Brano =>
——————

In recessione e in periodo di crisi non è insolito che aziende e grandi industriali decidano di premere l’acceleratore sull’automazione della sfera lavorativa per “robotizzare” alcune delle mansioni di più facile gestione. Un simile sviluppo tecnico può però privare del lavoro le fasce più vulnerabili di molti settori, con le donne che sono in prima linea nell’incassarne il contraccolpo.

Queste sono le conclusioni raggiunte da una ricerca promossa dall’International Economic Analysis Department della Bank of Canada, ricerca che ha preso a riferimento i dati statunitensi per poi paragonarli allo spaccato di 25 differenti nazioni, evincendo che l’ipotesi formulata possa essere estesa su scala globale.

Bisogna innanzitutto riconoscere che la creazione di nuovi impianti automatizzati possa dare vita a inediti ruoli manutentivi e operativi che prima non esistevano, tuttavia è anche vero che certe mansioni non specializzate rischiano di scomparire proprio a causa dell’avvento di intelligenze artificiali e affini. Queste mansioni non specializzate vedono le lavoratrici di sesso femminile in prima linea nel subire il contraccolpo derivante dall’innovazione dei mezzi.

——————

Voci fornite =>
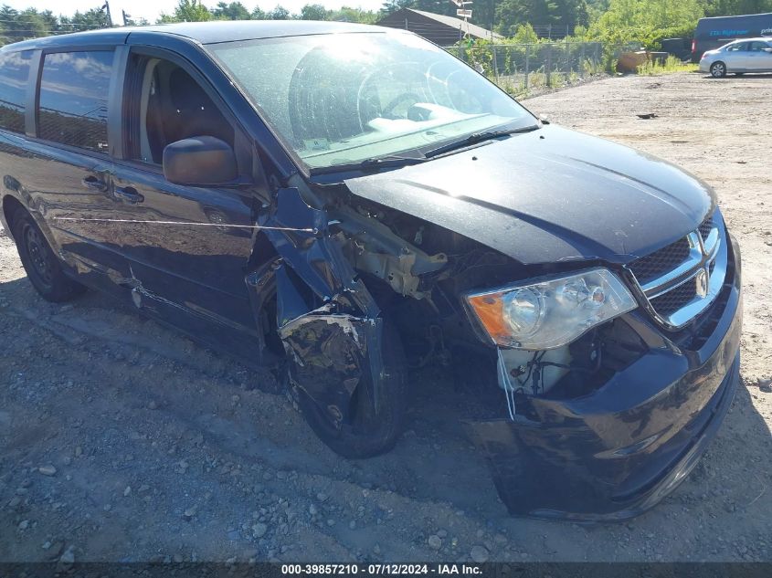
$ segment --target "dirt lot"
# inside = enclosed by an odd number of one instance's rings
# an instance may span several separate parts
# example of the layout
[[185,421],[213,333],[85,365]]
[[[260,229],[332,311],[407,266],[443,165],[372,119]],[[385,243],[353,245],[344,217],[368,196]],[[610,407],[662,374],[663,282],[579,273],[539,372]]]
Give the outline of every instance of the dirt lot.
[[343,460],[255,389],[268,376],[96,294],[44,302],[0,232],[0,560],[772,560],[772,77],[608,79],[526,105],[703,177],[742,245],[744,385],[673,496],[624,524],[511,519],[451,394],[419,395],[389,455]]

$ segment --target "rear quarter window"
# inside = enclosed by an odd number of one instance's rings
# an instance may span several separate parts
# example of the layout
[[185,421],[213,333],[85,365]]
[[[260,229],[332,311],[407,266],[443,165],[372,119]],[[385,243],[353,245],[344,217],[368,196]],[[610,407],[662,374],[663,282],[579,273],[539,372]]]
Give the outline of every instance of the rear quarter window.
[[107,153],[111,51],[47,54],[40,77],[37,136]]
[[0,53],[0,128],[24,133],[32,50]]

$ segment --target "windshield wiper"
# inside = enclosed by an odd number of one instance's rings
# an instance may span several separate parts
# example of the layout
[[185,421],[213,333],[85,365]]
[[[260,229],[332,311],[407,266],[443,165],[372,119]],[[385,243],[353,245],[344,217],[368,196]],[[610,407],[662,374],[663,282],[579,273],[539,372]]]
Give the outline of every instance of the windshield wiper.
[[453,141],[452,142],[443,144],[442,146],[439,146],[436,149],[432,149],[431,151],[424,152],[424,156],[428,159],[430,159],[433,156],[437,156],[439,154],[442,154],[443,152],[448,152],[455,149],[461,149],[471,144],[476,144],[478,142],[482,142],[483,141],[498,139],[499,137],[502,136],[509,136],[510,134],[518,134],[520,132],[531,132],[532,131],[535,131],[538,128],[539,126],[537,124],[532,124],[530,126],[520,127],[517,129],[503,129],[502,131],[485,131],[482,132],[472,132],[469,136],[464,137],[460,141]]
[[321,166],[311,169],[311,174],[326,174],[329,173],[343,173],[344,171],[362,171],[367,169],[386,169],[389,167],[405,166],[417,164],[426,161],[424,156],[400,156],[390,154],[388,156],[376,156],[358,163],[345,164],[333,164],[332,166]]

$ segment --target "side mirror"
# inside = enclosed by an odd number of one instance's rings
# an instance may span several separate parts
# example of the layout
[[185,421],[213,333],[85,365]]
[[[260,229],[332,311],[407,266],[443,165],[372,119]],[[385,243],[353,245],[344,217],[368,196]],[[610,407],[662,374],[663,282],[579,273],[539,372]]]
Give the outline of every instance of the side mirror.
[[238,179],[236,153],[213,136],[183,139],[164,149],[164,176],[190,186],[234,184]]

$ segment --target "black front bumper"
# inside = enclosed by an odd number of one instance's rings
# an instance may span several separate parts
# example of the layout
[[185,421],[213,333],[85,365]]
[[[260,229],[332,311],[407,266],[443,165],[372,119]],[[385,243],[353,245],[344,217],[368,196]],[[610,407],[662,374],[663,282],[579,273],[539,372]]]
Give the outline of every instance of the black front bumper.
[[516,415],[466,423],[510,513],[624,520],[654,506],[692,471],[739,383],[742,297],[734,241],[731,249],[731,278],[699,339],[679,344],[634,313],[629,322],[647,335],[649,352],[599,389],[576,399],[534,398],[538,421]]

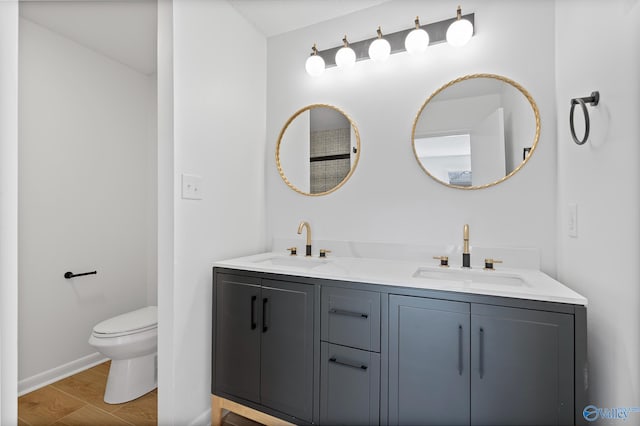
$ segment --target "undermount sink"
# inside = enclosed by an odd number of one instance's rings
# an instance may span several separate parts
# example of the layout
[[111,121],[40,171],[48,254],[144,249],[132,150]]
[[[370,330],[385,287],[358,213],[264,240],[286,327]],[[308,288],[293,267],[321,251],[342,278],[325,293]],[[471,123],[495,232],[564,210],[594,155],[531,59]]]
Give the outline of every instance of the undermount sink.
[[523,287],[527,285],[527,282],[517,274],[477,269],[446,269],[421,267],[416,270],[413,276],[415,278],[456,281],[469,284],[495,284],[515,287]]
[[329,263],[327,259],[298,256],[273,256],[267,259],[256,260],[259,265],[284,266],[289,268],[313,269]]

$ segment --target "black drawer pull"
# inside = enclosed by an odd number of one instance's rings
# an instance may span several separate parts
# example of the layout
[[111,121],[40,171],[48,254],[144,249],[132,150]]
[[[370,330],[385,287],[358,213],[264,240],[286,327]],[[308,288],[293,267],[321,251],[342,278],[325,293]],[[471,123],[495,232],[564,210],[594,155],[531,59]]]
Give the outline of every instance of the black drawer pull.
[[480,378],[484,377],[484,329],[480,327],[480,362],[479,362]]
[[269,326],[267,325],[267,303],[269,299],[266,297],[262,299],[262,332],[266,333],[269,330]]
[[255,330],[258,326],[256,324],[256,299],[258,296],[251,296],[251,329]]
[[344,365],[345,367],[357,368],[358,370],[366,370],[368,367],[366,365],[358,365],[352,364],[350,362],[338,361],[336,357],[329,358],[329,362],[333,362],[334,364]]
[[462,346],[463,346],[463,330],[462,330],[462,325],[458,325],[458,374],[460,376],[462,376],[462,371],[464,370],[464,364],[463,364],[463,351],[462,351]]
[[336,314],[336,315],[344,315],[347,317],[369,318],[369,314],[363,314],[360,312],[353,312],[353,311],[344,311],[342,309],[329,309],[329,313]]

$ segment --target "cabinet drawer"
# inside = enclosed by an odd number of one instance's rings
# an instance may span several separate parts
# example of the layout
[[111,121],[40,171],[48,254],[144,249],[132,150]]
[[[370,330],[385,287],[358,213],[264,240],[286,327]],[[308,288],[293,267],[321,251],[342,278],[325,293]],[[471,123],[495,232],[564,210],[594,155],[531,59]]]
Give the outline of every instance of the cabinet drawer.
[[320,424],[377,425],[380,354],[321,344]]
[[380,293],[322,288],[322,340],[380,352]]

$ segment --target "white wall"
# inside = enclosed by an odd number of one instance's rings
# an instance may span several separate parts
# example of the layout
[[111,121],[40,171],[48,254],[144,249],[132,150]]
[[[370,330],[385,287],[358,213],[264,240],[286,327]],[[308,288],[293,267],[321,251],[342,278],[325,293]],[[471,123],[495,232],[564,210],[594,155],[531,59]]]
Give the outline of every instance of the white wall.
[[[556,3],[558,275],[589,299],[591,402],[599,407],[640,405],[638,22],[637,0]],[[578,146],[569,101],[594,90],[601,98],[588,107],[591,136]],[[569,203],[578,206],[577,238],[567,235]]]
[[0,2],[0,424],[18,418],[18,2]]
[[158,0],[158,419],[172,424],[174,386],[173,0]]
[[[206,424],[212,263],[265,249],[266,41],[228,2],[173,2],[173,76],[173,335],[160,353],[172,371],[158,421]],[[182,173],[202,176],[202,200],[180,198]]]
[[[469,223],[472,247],[536,247],[543,270],[555,275],[553,2],[469,1],[464,13],[476,14],[477,35],[461,49],[439,44],[423,58],[401,53],[385,64],[358,62],[349,73],[328,69],[319,78],[304,71],[314,42],[323,50],[339,45],[345,33],[357,41],[375,35],[378,25],[388,33],[409,28],[416,15],[424,23],[450,18],[456,5],[398,0],[269,39],[270,238],[296,238],[296,225],[305,219],[317,239],[462,245],[462,226]],[[532,94],[541,112],[540,143],[531,161],[498,186],[479,191],[447,188],[418,165],[411,149],[413,120],[437,88],[479,72],[509,77]],[[323,197],[305,197],[289,189],[270,154],[289,116],[312,103],[342,108],[355,120],[362,138],[354,175]],[[473,256],[472,260],[482,262]]]
[[96,353],[95,324],[147,304],[154,84],[20,20],[21,387],[68,373],[59,368]]

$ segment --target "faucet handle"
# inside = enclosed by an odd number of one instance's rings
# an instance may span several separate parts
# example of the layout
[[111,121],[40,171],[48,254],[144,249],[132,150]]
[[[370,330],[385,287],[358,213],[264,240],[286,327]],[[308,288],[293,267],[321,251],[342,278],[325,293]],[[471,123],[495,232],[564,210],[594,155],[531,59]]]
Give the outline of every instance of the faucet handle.
[[485,259],[484,260],[484,270],[485,271],[494,271],[495,268],[493,267],[494,263],[502,263],[502,260],[498,260],[498,259]]
[[433,256],[434,259],[440,261],[440,266],[443,268],[449,267],[449,256]]
[[320,249],[320,257],[327,257],[327,253],[331,253],[331,250]]

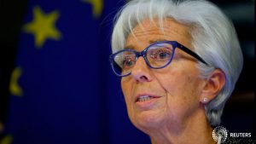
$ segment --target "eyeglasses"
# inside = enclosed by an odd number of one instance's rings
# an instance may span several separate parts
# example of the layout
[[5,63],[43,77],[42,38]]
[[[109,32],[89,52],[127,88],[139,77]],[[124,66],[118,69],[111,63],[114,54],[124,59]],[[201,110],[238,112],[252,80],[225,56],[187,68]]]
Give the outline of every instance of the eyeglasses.
[[178,48],[201,62],[208,65],[197,54],[176,41],[161,41],[150,44],[142,52],[134,49],[124,49],[110,55],[110,63],[113,72],[119,77],[131,73],[138,57],[143,56],[148,67],[160,69],[168,66],[173,59],[175,49]]

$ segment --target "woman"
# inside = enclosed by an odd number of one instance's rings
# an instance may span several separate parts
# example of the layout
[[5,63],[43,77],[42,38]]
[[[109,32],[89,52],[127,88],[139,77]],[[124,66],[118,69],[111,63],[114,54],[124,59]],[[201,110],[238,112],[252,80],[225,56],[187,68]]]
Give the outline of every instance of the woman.
[[135,0],[117,15],[113,70],[153,144],[211,144],[242,67],[234,26],[207,1]]

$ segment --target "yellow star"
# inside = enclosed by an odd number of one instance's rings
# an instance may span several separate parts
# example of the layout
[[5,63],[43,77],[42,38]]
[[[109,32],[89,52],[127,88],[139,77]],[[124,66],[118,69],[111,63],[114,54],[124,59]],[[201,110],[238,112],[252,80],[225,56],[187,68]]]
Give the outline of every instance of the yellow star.
[[44,14],[38,6],[33,9],[33,20],[24,26],[24,31],[35,37],[35,46],[39,49],[47,38],[59,40],[61,32],[55,28],[55,23],[59,17],[59,12]]
[[103,9],[103,0],[82,0],[92,5],[92,13],[95,18],[99,18]]
[[18,84],[18,80],[21,75],[21,68],[16,67],[12,75],[9,83],[9,91],[13,95],[22,96],[22,89]]

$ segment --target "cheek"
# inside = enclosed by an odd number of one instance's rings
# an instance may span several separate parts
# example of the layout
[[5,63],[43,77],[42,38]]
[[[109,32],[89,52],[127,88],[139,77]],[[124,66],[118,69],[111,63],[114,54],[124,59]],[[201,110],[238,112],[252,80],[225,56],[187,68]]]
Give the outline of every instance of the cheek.
[[132,84],[127,79],[121,80],[122,91],[125,99],[126,106],[131,101]]
[[196,74],[172,69],[168,74],[157,78],[166,90],[167,111],[173,118],[186,118],[199,106],[199,80]]

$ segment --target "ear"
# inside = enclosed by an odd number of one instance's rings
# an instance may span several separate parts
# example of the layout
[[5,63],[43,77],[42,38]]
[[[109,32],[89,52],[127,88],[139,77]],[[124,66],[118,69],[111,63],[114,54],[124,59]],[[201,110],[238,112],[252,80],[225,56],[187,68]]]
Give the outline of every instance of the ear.
[[208,103],[220,92],[225,84],[225,74],[220,69],[215,69],[205,81],[200,101]]

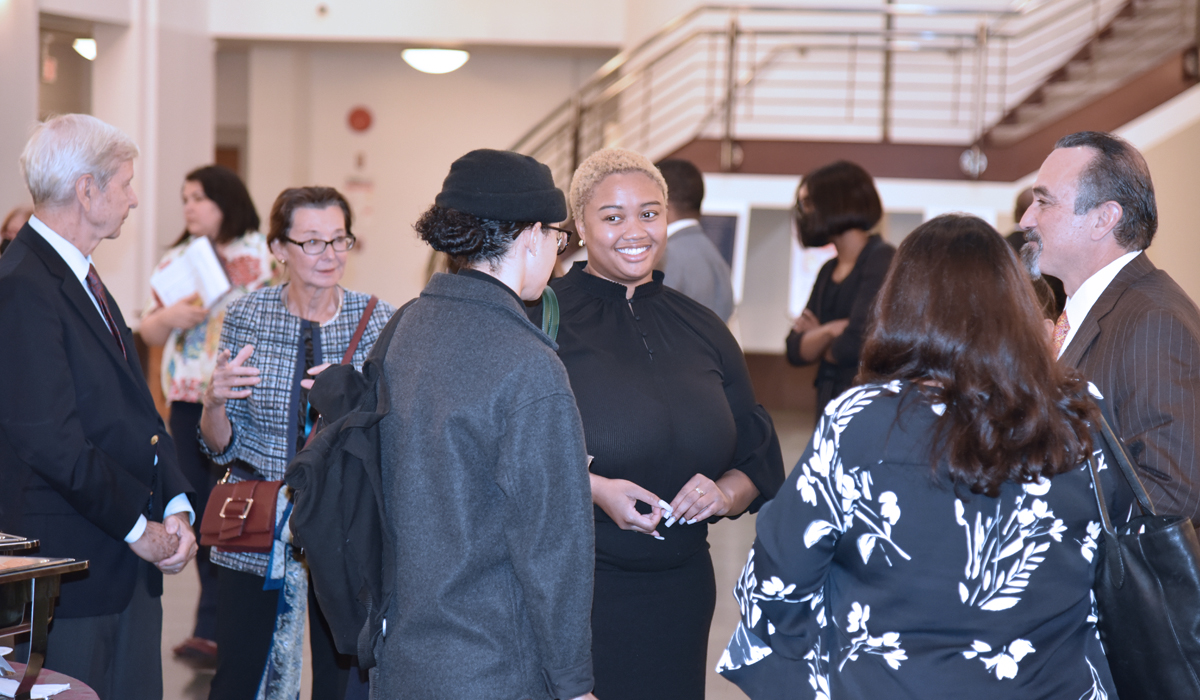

——————

Attività richieste =>
(a) Modifica il brano sull'automazione cominciando da "Queste sono le" e terminando con "su scala globale.": sostituisci "Bank of Canada" con "Banca del Canada".
(b) Scrivi il seguito del brano sull'automazione e sul lavoro femminile a partire dalla sua ultima frase.
Le voci sono materiale a sé stante, indipendente dal brano.

Elenco delle risposte =>
(a)
Queste sono le conclusioni raggiunte da una ricerca promossa dall’International Economic Analysis Department della Banca del Canada, ricerca che ha preso a riferimento i dati statunitensi per poi paragonarli allo spaccato di 25 differenti nazioni, evincendo che l’ipotesi formulata possa essere estesa su scala globale.

(b)
La pandemia, a livello globale, ha già tendenzialmente danneggiato le donne più di chiunque altro, non fosse altro perché il divario salariale del mondo del lavoro favorisce ancora oggi i dipendenti e i liberi professionisti uomini, elemento a cui va aggiunta la tendenza al relegare la donna al ruolo di custode del focolare domestico e degli scalmanati fanciulli che a lungo non sono potuti andare a scuola.

Come al solito, insomma, la tecnologia riflette i limiti della società che viviamo. Considerando che probabilmente le automazioni ci accompagneranno per il resto dei nostri giorni, bisogna dunque iniziare a chiedersi come gestire la rimodulazione del mondo del lavoro, magari nell’ottica di riappianare certi deficit che ci accompagnano da troppo tempo.